--- PROVIDED MATERIAL ---
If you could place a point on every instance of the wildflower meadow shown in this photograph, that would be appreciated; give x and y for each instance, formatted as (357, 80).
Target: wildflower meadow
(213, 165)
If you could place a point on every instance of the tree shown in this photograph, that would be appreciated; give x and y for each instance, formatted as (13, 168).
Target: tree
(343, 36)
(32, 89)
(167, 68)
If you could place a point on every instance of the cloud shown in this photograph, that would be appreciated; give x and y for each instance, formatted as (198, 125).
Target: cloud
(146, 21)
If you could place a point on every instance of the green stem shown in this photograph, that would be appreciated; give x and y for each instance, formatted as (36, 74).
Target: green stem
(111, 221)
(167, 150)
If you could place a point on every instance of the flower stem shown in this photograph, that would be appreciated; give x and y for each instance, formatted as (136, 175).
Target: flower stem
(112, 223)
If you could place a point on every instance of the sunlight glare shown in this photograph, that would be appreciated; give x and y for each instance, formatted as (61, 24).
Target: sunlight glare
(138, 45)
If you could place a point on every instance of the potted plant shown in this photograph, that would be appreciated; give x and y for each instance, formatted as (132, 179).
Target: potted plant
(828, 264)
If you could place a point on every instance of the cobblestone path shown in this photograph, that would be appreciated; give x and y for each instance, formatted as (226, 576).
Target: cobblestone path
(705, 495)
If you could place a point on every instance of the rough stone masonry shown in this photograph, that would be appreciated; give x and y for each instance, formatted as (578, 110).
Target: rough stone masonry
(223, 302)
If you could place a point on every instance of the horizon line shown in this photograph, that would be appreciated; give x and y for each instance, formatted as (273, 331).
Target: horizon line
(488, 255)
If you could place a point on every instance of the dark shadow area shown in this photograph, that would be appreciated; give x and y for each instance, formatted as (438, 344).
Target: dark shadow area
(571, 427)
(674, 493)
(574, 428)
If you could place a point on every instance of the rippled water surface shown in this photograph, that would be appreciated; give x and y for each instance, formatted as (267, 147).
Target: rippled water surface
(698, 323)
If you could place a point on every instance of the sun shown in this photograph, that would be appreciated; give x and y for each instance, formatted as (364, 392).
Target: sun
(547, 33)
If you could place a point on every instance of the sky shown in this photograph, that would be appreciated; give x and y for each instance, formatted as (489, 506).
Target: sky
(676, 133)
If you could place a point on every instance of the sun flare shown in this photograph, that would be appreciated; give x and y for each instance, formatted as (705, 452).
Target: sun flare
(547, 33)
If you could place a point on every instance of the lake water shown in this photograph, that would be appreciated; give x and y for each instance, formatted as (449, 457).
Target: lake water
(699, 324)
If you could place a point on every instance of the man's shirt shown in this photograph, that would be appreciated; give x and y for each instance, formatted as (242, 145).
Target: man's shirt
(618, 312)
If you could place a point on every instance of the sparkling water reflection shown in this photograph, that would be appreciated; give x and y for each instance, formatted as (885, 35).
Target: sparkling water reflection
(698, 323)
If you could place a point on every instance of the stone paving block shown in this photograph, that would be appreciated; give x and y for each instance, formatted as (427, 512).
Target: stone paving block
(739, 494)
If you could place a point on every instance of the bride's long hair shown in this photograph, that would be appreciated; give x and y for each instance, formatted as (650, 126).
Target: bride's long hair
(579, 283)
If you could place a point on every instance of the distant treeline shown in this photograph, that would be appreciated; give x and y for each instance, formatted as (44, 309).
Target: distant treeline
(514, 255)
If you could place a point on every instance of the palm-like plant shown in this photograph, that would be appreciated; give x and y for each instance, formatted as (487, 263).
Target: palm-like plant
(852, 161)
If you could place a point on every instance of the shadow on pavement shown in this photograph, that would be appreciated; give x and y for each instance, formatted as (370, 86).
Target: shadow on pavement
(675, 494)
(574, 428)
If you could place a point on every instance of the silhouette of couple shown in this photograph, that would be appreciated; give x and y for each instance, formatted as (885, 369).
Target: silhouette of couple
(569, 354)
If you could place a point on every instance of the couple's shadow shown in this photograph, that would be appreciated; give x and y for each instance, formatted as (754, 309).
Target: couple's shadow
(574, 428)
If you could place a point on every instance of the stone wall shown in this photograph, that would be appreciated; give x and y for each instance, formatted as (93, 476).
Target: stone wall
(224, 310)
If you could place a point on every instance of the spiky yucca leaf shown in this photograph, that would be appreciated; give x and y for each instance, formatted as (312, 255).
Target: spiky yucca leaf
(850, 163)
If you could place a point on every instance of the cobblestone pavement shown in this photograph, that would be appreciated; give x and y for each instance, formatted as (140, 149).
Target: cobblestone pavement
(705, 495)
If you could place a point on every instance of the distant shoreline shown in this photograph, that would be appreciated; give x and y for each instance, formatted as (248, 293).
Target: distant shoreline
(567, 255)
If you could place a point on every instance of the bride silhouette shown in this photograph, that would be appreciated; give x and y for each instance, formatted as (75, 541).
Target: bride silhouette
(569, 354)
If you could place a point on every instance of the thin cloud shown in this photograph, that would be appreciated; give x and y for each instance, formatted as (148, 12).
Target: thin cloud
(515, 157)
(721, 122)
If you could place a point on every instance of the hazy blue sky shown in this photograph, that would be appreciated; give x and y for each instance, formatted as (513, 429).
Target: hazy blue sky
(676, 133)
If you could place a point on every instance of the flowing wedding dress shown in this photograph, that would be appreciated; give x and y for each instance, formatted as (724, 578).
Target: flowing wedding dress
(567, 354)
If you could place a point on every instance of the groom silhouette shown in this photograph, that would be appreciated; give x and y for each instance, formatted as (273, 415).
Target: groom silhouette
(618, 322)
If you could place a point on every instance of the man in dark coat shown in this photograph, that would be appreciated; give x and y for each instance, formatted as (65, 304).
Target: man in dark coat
---
TASK TO COMPLETE: Print all of the lines above again, word for word, without changing anything.

EXPECTED OUTPUT:
If you could place a point on every instance of the wildflower meadow shown in this photograph, that would be appreciated; give x and y for each instance, formatted as (357, 80).
Target: wildflower meadow
(213, 165)
If you could place a point on every instance of the tree shown in this photograph, that would be appreciated; give x and y for each instance, formatted as (13, 168).
Target: tree
(343, 36)
(32, 89)
(167, 68)
If you could place a point on every instance of the cloud shown in this photograph, that would be appreciated; give x and y for each instance, formatted as (198, 125).
Target: cloud
(146, 21)
If you could place a point on every instance of the green stem shown in this photograph, that would be appreciated; give x and y for each instance, formatted as (36, 74).
Target: green stem
(111, 221)
(167, 150)
If you could place a point on every instance of the flower stem shown in this photograph, that would be appreciated; give x and y for each instance, formatted as (136, 175).
Target: flower stem
(112, 223)
If you could place a point on every instance of the sunlight glare shown in this photograph, that would be appreciated; give x and y for each instance, formatted as (61, 24).
Target: sunlight glare
(138, 45)
If you could place a point on every instance of the potted plant shown in this photograph, that would be appreciated; give x and y for each instance, formatted as (132, 179).
Target: potted plant
(828, 264)
If you could place a point on every instance of the cobblestone path shown in this photograph, that would be appreciated; give x and y for each instance, formatted as (226, 576).
Target: cobblestone path
(705, 495)
If you could place a point on every instance of the rough stone masonry shown in this photograph, that would be appreciated; give x and y for each instance, formatted as (578, 110).
Target: rough stone masonry
(223, 302)
If you could place a point on every instance of the horizon line shown in this photograph, that would be appreciated; give x and y for each instance, formatted as (273, 331).
Target: horizon line
(488, 255)
If you could place a point on every instance of the dark shadow area shown in this photograph, that would be appreciated; give x and y for each instance, formatted as (438, 344).
Target: dark shadow area
(571, 427)
(674, 493)
(574, 428)
If you could place a point on every instance of the rippled water surface shown in this photograph, that would be appreciated; give x and y for each instance, formatted as (267, 147).
Target: rippled water surface
(698, 323)
If you could place a point on every instance of the sun shown in this photograph, that would be appreciated; give x and y for each instance, formatted as (364, 392).
Target: sun
(547, 33)
If you could place a point on every instance of the sky shown in this photograph, that would be appreciated; give x and y for each instance, formatted as (489, 506).
Target: sky
(676, 133)
If you could place a point on every instance of the sun flare shown in this photograph, that would be appreciated; give x and y for each instance, formatted as (705, 452).
Target: sun flare
(547, 33)
If you could place a point on every instance of the lake water shown in this photograph, that would be appreciated; give x and y for each instance, formatted as (449, 457).
Target: lake water
(699, 324)
If you could place a point on every instance of the man's shirt shown in this photograph, that would be appreciated; give x and y for each instance, formatted as (242, 145).
Target: man's shirt
(618, 312)
If you could place a point on every instance of the sparkling water reflection shown in this photograph, that would be appreciated; give x and y for each instance, formatted as (885, 35).
Target: sparkling water reflection
(698, 323)
If you could place a point on every instance of the stone paving block shown in this photograph, that would be appreciated; give x and y for each instance, formatted as (427, 512).
Target: stone paving block
(739, 494)
If you could place a point on every instance of the bride's long hair shown in this photograph, that would be appreciated; give x and y for each instance, formatted as (650, 126).
Target: bride's long hair
(579, 283)
If you could place a point on every instance of the distant treeline shown in this photograph, that would be appreciated; give x and y for each instance, formatted as (44, 309).
Target: distant treeline
(514, 255)
If you could place a point on every instance of the palm-like plant shown in this photograph, that would be appreciated; give x and y for each instance, formatted as (487, 263).
Target: palm-like plant
(852, 161)
If you could place a point on every instance of the shadow on pavement shown in this photograph, that would be appreciated; give x and y for each instance, formatted as (370, 86).
Target: shadow on pavement
(675, 494)
(574, 428)
If you could place a point on every instance of the silhouette of couple shown in this photograph, that would be appreciated; give x and y for each instance, formatted as (885, 369).
Target: silhouette of couple
(569, 354)
If you could place a point on every instance of the couple's shadow shown in this photograph, that would be appreciated; give x and y for each instance, formatted as (754, 309).
Target: couple's shadow
(574, 428)
If you could place a point on every instance of the stone wall shown in this photograph, that would be appreciated; give x and y for each instance, formatted as (93, 476).
Target: stone wall
(224, 310)
If you could place a point on every instance of the spiky yucca leaf shown in this photograph, that would be appreciated; give x and y for each instance, formatted as (312, 255).
Target: spiky yucca leaf
(850, 163)
If you could place a point on every instance of the cobblestone pavement shown in this photograph, that would be appreciated; give x and y for each instance, formatted as (140, 149).
Target: cobblestone pavement
(705, 495)
If you could place a point on every instance of the distant shoreline shown in this photograph, that would be appreciated; give x and y for each instance, formatted as (248, 293).
Target: distant shoreline
(567, 255)
If you could place a point on every instance of the bride silhouette shown in this photograph, that would be appreciated; give x and y for each instance, formatted as (75, 541).
Target: bride silhouette
(569, 354)
If you could place a point on every instance of the thin cloud shown in this photograph, that would be appreciated; give x and y for each instance, formatted as (148, 12).
Target: thin cloud
(515, 157)
(721, 122)
If you could place a point on every instance of the hazy blue sky shown in this photograph, that would be appreciated; give x and y for each instance, formatted as (513, 429).
Target: hazy blue sky
(676, 133)
If you could place a point on every instance of the flowing wedding dress shown in this photograph, that would be appreciated; give x and y for each instance, formatted as (724, 578).
Target: flowing wedding dress
(567, 354)
If you could place a point on every instance of the groom silhouette shown in this photograph, that would be appreciated; give x and y for each instance, formatted as (273, 415).
Target: groom silhouette
(618, 322)
If you could place a point on every instance of the man in dark coat shown in this photograph, that would be appreciated; give x and y for each instance, formatted as (65, 304).
Target: man in dark coat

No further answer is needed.